[START LISTED ENTRIES]
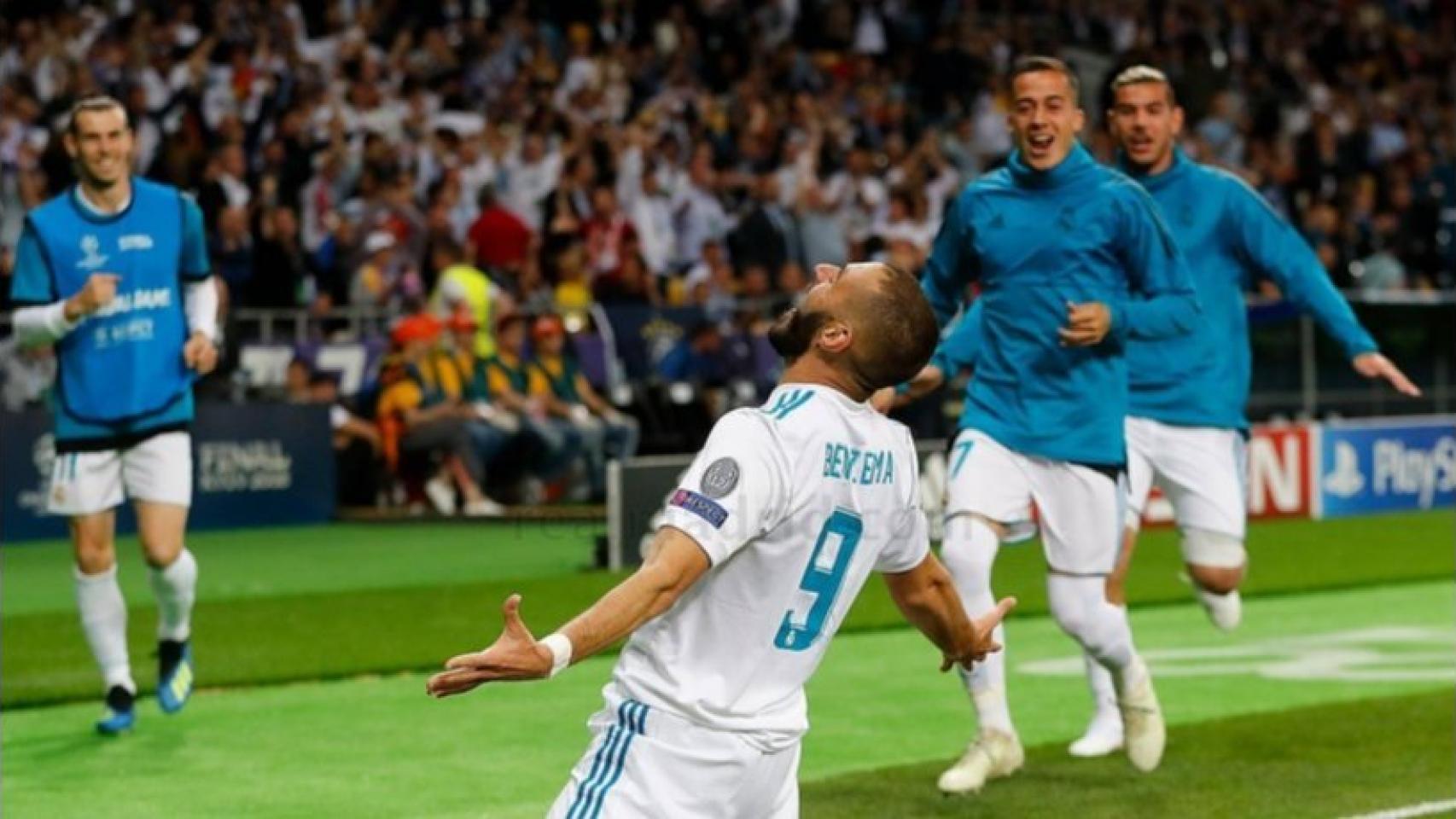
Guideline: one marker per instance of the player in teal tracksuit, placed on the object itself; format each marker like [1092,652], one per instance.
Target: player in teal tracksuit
[114,274]
[1074,264]
[1185,422]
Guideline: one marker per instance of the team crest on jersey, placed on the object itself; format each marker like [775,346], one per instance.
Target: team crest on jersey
[705,508]
[90,247]
[719,478]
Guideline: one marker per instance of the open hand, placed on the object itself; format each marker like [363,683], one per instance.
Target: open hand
[1377,365]
[985,643]
[1086,325]
[515,655]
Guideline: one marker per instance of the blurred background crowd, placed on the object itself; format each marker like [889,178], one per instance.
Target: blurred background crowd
[495,177]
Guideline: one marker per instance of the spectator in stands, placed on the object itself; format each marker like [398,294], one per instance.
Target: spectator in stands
[567,396]
[767,236]
[529,177]
[631,286]
[696,358]
[565,212]
[232,252]
[465,288]
[507,380]
[280,265]
[418,419]
[498,239]
[698,212]
[381,278]
[226,183]
[297,381]
[573,290]
[357,444]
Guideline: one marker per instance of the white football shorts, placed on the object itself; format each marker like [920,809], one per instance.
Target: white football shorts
[1202,470]
[158,468]
[645,764]
[1079,508]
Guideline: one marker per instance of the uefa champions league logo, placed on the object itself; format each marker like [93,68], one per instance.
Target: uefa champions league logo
[90,247]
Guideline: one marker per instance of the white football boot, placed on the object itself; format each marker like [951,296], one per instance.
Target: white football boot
[1144,729]
[1104,735]
[995,754]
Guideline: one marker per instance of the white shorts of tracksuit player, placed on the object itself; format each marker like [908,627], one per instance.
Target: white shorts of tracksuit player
[1079,508]
[649,764]
[1202,470]
[158,468]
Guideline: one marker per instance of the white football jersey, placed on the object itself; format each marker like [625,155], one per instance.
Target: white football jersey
[795,502]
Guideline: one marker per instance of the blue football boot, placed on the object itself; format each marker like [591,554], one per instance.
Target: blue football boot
[173,676]
[121,712]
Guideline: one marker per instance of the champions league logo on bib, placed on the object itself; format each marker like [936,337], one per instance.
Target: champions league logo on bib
[90,247]
[719,478]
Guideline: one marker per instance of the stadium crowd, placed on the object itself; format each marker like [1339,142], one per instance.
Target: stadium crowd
[491,171]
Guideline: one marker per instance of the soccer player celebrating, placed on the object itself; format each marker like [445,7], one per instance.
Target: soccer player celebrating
[766,543]
[1185,424]
[114,272]
[1074,262]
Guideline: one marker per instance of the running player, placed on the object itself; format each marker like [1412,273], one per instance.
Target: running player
[1185,425]
[1074,261]
[766,543]
[114,272]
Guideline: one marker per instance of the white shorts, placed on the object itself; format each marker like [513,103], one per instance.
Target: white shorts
[158,468]
[1079,508]
[644,763]
[1200,468]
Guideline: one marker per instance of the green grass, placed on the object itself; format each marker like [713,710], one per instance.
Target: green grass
[882,725]
[1318,763]
[391,598]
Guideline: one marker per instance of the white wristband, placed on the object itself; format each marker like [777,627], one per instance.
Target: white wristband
[559,652]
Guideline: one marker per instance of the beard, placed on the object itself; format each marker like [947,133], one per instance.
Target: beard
[792,332]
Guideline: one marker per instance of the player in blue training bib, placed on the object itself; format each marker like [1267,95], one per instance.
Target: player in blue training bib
[1185,425]
[114,274]
[1074,264]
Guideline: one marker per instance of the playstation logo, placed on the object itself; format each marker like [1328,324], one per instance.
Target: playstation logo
[1346,479]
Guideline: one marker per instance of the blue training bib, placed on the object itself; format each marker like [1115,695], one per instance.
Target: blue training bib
[124,361]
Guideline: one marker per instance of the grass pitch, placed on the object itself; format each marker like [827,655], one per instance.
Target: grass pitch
[1325,703]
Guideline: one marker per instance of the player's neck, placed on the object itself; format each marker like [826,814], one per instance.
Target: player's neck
[105,200]
[810,369]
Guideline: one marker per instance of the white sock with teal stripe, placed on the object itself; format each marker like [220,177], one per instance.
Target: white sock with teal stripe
[969,552]
[103,620]
[175,590]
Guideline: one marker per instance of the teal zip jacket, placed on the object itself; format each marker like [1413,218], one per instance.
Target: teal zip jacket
[1035,241]
[1229,236]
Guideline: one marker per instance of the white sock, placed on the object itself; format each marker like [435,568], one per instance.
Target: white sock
[1079,606]
[1104,694]
[103,620]
[175,588]
[969,550]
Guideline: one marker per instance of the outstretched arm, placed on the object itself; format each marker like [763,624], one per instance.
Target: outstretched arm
[1278,251]
[928,600]
[673,566]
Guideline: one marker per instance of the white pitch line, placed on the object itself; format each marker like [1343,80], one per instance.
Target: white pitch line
[1411,810]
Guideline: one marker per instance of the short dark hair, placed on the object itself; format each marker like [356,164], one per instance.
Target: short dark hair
[1034,63]
[1144,76]
[899,330]
[95,102]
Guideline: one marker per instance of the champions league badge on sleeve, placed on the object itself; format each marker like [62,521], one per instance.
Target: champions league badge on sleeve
[719,478]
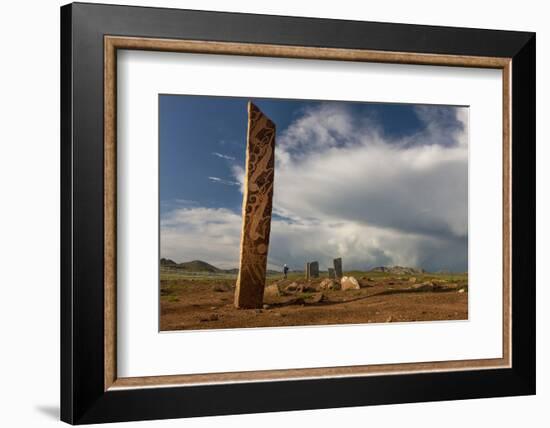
[END LISTED ENTRIES]
- **YOUR GOAL**: Which lines above contain the word "boot"? Show each of them in full.

- **EXPECTED OUTPUT**:
Guideline: one marker per instance of the white football boot, placed on the object itself; format each marker like [951,296], one per instance.
Target: white football boot
Guideline: one marker per instance of the blue football boot, placed on the object itself; format each marker like [591,554], one per instance.
Target: blue football boot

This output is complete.